[SOURCE RECORDS Boundary: Start]

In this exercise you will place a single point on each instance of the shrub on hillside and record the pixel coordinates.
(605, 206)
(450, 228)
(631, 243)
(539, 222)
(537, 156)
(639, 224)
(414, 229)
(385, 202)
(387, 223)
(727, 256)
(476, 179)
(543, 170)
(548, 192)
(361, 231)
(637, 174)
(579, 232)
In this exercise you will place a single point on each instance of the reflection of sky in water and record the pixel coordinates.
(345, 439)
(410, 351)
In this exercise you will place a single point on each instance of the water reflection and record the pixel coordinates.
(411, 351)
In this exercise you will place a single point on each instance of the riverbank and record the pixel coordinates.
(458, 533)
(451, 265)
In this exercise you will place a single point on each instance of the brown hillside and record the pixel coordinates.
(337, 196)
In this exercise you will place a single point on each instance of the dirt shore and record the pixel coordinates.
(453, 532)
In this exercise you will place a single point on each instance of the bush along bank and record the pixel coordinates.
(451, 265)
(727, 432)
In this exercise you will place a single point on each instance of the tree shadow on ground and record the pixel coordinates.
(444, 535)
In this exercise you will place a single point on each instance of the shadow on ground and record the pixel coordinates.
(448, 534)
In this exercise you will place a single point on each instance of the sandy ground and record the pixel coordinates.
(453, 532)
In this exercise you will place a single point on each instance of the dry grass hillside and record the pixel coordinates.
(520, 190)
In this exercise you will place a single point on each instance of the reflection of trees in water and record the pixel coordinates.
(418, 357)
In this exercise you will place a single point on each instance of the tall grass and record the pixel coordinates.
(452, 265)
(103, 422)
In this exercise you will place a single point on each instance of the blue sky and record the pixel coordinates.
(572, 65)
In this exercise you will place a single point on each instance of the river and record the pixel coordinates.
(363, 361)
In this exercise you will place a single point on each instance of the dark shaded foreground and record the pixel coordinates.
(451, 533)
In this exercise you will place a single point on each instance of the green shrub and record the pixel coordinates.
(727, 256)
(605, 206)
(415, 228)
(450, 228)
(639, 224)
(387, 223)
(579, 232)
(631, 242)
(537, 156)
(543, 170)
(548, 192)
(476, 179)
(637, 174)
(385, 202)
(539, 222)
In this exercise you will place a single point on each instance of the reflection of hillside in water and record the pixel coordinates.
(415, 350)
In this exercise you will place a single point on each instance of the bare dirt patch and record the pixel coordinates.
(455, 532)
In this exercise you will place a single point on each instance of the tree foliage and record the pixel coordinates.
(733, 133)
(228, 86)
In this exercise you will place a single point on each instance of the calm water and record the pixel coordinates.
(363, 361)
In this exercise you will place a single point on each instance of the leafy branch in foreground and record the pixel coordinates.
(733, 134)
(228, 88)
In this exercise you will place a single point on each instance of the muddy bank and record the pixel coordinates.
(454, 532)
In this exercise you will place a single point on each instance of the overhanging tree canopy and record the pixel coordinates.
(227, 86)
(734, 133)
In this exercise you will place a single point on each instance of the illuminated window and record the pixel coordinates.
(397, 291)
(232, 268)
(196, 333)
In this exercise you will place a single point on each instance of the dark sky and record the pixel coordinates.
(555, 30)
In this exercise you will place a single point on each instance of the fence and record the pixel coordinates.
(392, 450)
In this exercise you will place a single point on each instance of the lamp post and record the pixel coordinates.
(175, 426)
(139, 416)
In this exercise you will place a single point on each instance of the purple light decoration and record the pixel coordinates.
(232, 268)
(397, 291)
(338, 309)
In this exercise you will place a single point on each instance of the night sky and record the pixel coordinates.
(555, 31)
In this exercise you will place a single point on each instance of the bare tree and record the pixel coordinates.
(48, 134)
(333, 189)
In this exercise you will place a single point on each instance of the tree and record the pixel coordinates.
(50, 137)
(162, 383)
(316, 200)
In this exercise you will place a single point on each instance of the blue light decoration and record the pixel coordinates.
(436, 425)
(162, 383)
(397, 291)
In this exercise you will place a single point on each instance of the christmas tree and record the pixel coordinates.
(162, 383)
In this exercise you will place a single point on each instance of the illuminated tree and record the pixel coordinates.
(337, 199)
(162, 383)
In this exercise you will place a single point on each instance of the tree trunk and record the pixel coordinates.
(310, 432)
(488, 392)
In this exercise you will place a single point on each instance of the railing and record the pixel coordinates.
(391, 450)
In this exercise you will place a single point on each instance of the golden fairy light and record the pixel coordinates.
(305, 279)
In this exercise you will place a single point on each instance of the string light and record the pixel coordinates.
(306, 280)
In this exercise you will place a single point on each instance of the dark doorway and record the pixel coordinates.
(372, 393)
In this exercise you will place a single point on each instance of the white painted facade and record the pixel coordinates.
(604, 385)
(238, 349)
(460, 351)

[SOURCE RECORDS Boundary: End]

PROBLEM TO WORK ON » Reproduce exactly the line that contains "string light and record the pixel coordinates." together with each line after it to the end of the entries; include no other lines.

EXERCISE OUTPUT »
In this exercise you will place a single point on each instance of the string light and record the pixel coordinates.
(306, 280)
In this exercise you will place a single point on each instance of the dark doorway and record the pixel coordinates.
(372, 393)
In this exercise you will place a single point on each instance of the white painted facade and record the pixel coordinates.
(604, 385)
(238, 349)
(460, 351)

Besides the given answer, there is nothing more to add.